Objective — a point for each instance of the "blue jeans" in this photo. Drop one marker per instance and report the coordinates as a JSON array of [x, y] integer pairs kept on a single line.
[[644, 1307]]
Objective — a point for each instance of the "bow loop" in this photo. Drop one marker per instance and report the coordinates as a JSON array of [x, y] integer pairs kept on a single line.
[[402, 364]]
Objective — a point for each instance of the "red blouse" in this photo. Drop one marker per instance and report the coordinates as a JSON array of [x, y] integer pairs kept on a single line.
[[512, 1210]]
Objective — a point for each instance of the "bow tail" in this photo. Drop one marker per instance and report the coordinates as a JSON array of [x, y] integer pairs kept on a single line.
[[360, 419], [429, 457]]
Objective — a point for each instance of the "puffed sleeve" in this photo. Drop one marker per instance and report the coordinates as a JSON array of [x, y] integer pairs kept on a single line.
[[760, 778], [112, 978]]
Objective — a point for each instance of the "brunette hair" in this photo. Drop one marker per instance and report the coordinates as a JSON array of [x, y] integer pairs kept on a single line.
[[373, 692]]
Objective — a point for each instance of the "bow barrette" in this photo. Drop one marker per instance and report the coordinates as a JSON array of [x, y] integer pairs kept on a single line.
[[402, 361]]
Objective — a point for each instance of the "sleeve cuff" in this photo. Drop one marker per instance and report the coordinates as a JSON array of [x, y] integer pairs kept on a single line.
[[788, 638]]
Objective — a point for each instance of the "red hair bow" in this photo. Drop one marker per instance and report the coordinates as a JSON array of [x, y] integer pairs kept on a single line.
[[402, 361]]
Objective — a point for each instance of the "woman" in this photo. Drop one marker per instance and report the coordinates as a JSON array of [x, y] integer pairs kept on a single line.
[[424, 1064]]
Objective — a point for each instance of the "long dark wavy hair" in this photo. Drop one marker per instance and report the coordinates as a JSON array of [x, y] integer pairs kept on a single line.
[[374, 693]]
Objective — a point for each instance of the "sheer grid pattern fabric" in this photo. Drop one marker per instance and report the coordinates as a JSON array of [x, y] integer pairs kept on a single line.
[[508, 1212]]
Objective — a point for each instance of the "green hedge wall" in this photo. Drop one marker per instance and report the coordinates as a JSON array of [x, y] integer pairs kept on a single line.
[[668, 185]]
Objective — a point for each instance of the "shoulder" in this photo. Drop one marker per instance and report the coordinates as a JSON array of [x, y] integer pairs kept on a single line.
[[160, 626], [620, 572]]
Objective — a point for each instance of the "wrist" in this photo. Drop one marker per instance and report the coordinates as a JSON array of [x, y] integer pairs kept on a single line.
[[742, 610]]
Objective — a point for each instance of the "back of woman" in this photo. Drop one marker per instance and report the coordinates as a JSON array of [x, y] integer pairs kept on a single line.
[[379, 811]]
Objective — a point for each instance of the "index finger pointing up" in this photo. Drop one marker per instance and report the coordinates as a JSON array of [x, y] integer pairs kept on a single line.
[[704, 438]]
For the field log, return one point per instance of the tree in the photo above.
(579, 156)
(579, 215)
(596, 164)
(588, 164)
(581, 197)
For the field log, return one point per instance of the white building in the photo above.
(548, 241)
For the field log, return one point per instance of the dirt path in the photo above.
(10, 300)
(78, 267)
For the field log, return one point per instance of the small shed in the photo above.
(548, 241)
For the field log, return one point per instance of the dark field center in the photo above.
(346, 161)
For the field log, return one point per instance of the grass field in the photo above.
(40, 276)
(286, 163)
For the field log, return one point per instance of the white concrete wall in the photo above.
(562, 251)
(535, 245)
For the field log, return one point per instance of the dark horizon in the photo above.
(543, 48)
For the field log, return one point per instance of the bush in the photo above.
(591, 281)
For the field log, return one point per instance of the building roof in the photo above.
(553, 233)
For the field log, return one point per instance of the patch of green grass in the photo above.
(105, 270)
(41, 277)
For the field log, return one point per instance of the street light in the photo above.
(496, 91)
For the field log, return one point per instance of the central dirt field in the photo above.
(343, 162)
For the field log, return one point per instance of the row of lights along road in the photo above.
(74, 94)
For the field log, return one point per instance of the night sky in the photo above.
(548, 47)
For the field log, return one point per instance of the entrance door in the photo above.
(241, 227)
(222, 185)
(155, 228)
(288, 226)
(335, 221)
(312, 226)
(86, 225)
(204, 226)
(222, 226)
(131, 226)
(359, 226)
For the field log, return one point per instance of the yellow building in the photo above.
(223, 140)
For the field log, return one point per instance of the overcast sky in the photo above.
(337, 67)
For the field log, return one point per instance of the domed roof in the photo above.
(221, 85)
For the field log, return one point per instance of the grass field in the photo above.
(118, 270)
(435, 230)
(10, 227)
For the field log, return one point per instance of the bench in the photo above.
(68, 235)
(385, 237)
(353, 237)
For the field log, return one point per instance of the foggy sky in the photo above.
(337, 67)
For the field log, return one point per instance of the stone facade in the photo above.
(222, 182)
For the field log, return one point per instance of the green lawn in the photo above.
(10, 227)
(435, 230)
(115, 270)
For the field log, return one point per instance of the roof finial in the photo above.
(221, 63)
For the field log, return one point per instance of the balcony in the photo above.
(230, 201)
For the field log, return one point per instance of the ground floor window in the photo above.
++++++++
(Exercise prompt): Return the entries in full, keeping every line exactly as it is.

(Answer box):
Objective — a point for each instance of the "blue jeans" in this photo. Drop one marker per instance and report the coordinates as a JSON array of [x, y] integer pairs kept on a single line.
[[644, 1307]]
Objective — a point for each instance of the "bow loop" in this photo. Drop one marker per instance and report the coordinates as a JSON array of [x, y] integer pairs kept on a single line.
[[402, 364]]
Objective — a point for each instance of the "red blouse" in this photo. Drop one marker per instance and report the coordinates as a JSON array of [x, y] integer pairs kept on a single line.
[[512, 1210]]
Objective — a point for each instance of the "bow tail" in this photo. Drop one marker per instance and report the coordinates as a JSON array of [x, y] integer pairs kept on a single line.
[[360, 419], [429, 457]]
Objective — a point for each instance of the "puffed sleeve" in this photo. Drop one marker per instance and report the coordinates as a JSON array of [x, y] integer pairs kept on a single line.
[[760, 778], [112, 978]]
Objective — a point for each instance of the "brunette hair" in this photo. Drop one marker per instance and report the coordinates as a JSON array of [x, y] integer pairs kept on a single line.
[[373, 692]]
Objective — a point for each instance of the "bow barrette" in this photo. Drop one marker per instance and report the coordinates as a JSON array of [x, y] integer pairs kept on a single line.
[[402, 361]]
Objective — a point for each instance of the "sleeve cuff" in this photo. Drop one marker per instance and report the coordinates as a JSON array of [x, y] integer pairs kept on a single line.
[[788, 638]]
Objective — a point for each instance of the "red hair bow" in this photo. Drop one marker per instance and report the coordinates as a JSON array of [x, y] integer pairs kept on a single line.
[[402, 361]]
Objective — a point for each instance of the "woman" in this photo. Drop one marker per instance and report the coordinates as a JSON array of [x, y] integer pairs kept on a single line.
[[424, 1064]]
Objective — a point for each instance of the "long dark wavy hair" in this photo. Drop one marker per instance and report the coordinates as a JSON array of [x, y] integer pairs kept on a single line.
[[374, 693]]
Objective — a point for each instance of the "sheer grid pattern fabric" in this photo. Drop one marker per instance and report the coordinates as a JSON array of [x, y] integer pairs kept on a single line.
[[508, 1212]]
Objective — a point for each instance of the "green hedge wall" in this photo. Drop one marker per instance and report the coordinates as a JSON array of [x, y] integer pairs kept on a single line.
[[668, 185]]
Objective — a point for each instance of the "shoulder" in this photo. Drop one marker per instance and report the coordinates as a JSON array of [x, y] integer pairs kept on a single line.
[[160, 626], [620, 572]]
Objective — a point for each instance of the "wrist" in this photo. Drop one marker per instance and report the coordinates as a JSON array of [x, y] integer pairs kept on a single line.
[[742, 610]]
Objective — a point for each instance of the "back of woman" in this photo. Drop one marker per instance and report the coordinates as a JSON array of [x, y] integer pairs kept on a single line.
[[379, 811]]
Objective — a point for each instance of the "index finger pointing up" in this photo. Drop one marker per instance and report the coordinates as a JSON array of [x, y] integer pairs kept on a single line.
[[704, 438]]
For the field log, return one point per instance of the tree in the photo above.
(579, 156)
(579, 215)
(596, 164)
(588, 164)
(581, 197)
For the field log, return one point per instance of the white building in the photo above.
(548, 241)
For the field log, return one point per instance of the dirt path in the photo above.
(10, 300)
(78, 267)
For the field log, return one point per instance of the small shed in the photo above.
(548, 241)
For the field log, return one point per instance of the dark field center in the photo above.
(346, 161)
For the field log, return one point per instance of the grass field in the photo above.
(40, 276)
(286, 163)
For the field log, return one point per instance of the white concrete wall in the photo above.
(562, 251)
(535, 245)
For the field log, return one point per instance of the dark horizon in the photo above.
(543, 48)
For the field log, return one point per instance of the bush in the photo above.
(591, 281)
For the field log, return one point per instance of the building roof in the photo above.
(553, 233)
For the field log, return one point per instance of the patch of green grass in the photo above.
(105, 270)
(41, 277)
For the field log, return one point per instance of the street light in the photo above.
(496, 91)
For the field log, return one point per instance of the central dirt field in the photo above.
(343, 162)
For the field log, return one point per instance of the row of lights along road in the photo above.
(74, 94)
For the field log, return one point per instance of the night sky in the photo above.
(548, 47)
For the field log, return one point per instance of the entrance door in the photo above.
(241, 227)
(222, 185)
(155, 228)
(288, 226)
(335, 221)
(312, 226)
(86, 225)
(204, 226)
(222, 226)
(131, 226)
(359, 226)
For the field log, return one point per instance of the yellow building in the photo above.
(223, 140)
For the field log, return one point per instance of the overcast sky in the photo above.
(337, 67)
For the field log, return one point per instance of the domed roof in the photo above.
(221, 85)
For the field log, return one point per instance of the grass field in the photo above.
(118, 270)
(435, 230)
(10, 227)
For the field log, return one point per instance of the bench in the photo above.
(68, 235)
(385, 237)
(353, 237)
For the field log, return one point per instance of the foggy sky in the photo above.
(337, 67)
For the field log, return one point per instance of the stone facade in the photo above.
(222, 182)
For the field log, return one point per instance of the green lawn in the photo above.
(10, 227)
(435, 230)
(115, 270)
For the field log, return one point per instance of the roof finial in the photo above.
(221, 63)
For the field log, return one point per instance of the balcony in the photo above.
(230, 201)
For the field log, return one point per instance of the ground floor window in the photo above.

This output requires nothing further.